DATA FOR REVIEW>
============
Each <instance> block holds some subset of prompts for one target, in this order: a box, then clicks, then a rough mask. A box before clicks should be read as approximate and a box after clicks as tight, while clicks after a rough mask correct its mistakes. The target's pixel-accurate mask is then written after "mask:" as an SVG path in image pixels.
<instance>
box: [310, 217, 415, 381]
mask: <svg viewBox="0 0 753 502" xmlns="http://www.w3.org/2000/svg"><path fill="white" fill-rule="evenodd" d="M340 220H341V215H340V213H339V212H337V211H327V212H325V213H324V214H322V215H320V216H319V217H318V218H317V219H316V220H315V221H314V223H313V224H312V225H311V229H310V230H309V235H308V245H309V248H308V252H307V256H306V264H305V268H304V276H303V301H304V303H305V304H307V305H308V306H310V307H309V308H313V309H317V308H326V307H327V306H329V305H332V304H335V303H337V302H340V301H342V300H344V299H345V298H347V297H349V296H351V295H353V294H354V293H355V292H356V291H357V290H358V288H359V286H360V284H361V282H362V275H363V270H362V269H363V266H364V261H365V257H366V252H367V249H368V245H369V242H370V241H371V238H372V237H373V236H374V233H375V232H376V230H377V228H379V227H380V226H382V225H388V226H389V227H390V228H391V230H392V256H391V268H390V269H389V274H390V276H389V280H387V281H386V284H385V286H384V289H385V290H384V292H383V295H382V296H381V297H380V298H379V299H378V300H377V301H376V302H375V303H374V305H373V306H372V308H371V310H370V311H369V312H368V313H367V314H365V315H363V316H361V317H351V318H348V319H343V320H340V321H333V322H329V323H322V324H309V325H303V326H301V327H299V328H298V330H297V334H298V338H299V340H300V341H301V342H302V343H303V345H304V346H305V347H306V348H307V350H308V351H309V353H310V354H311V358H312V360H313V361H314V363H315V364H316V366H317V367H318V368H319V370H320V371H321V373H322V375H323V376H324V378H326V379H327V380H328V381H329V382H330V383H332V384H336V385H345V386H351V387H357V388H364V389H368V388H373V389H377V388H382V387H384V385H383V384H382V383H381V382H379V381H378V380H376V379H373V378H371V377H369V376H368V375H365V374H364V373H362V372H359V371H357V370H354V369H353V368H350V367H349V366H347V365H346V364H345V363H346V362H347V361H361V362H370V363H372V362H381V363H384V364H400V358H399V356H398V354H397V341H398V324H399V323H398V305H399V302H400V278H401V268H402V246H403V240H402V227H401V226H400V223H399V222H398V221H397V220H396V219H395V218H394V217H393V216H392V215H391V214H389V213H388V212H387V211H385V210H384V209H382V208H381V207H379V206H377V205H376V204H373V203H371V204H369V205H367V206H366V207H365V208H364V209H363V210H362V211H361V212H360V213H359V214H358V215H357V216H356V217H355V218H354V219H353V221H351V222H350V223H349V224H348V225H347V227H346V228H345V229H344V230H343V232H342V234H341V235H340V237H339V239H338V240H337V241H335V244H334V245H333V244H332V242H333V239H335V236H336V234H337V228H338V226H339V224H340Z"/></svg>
============
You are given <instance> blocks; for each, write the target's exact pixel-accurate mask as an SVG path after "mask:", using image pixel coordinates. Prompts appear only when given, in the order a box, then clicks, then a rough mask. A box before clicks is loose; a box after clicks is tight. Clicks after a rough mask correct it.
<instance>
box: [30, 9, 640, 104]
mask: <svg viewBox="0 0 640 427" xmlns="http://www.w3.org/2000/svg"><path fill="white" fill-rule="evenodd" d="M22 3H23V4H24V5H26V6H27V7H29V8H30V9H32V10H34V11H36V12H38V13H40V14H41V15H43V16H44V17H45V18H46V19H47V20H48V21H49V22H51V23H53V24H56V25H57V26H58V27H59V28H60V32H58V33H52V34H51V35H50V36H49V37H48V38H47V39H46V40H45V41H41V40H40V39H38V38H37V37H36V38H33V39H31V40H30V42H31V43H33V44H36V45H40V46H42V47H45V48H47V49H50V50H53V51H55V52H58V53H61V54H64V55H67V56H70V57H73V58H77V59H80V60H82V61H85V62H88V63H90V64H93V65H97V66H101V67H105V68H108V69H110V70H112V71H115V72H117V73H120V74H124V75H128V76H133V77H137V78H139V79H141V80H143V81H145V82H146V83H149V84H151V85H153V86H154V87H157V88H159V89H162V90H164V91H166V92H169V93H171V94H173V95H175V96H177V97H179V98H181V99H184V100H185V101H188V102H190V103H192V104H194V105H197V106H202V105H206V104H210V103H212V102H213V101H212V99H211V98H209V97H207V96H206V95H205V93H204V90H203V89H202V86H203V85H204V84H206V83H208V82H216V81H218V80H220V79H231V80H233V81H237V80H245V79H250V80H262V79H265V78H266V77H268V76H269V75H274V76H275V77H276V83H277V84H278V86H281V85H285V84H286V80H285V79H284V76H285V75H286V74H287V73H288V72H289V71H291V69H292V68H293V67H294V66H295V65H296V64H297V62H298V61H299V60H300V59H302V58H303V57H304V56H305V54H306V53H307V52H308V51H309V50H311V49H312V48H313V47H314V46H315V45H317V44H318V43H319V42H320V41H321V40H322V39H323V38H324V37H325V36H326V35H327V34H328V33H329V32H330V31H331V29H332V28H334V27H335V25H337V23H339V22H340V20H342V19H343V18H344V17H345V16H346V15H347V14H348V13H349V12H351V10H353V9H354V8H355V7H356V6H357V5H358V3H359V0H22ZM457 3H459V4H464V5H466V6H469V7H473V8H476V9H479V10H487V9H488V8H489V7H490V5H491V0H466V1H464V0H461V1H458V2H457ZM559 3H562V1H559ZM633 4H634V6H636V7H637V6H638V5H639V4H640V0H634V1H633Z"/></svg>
============
Among the records above, find the lines where the word "after" appears and copy them.

Each <instance> block holds some subset of prompts for one target, in this order: a box, then clicks, then a rough mask. A box before clicks should be read as approximate and a box after clicks as tight, while clicks after a rough mask correct its mistakes. The target's pixel-accurate mask is then written after "mask:" as an SVG path in image pixels.
You are given <instance> blocks; for each, write the target's exact pixel-accurate mask as an SVG path after "mask:", using image pixel coordinates. Prompts appear only when given, in the order a box, then clicks, then a rough mask. A box before clicks is loose; a box after clicks is tight. Clicks after a rough mask correct it.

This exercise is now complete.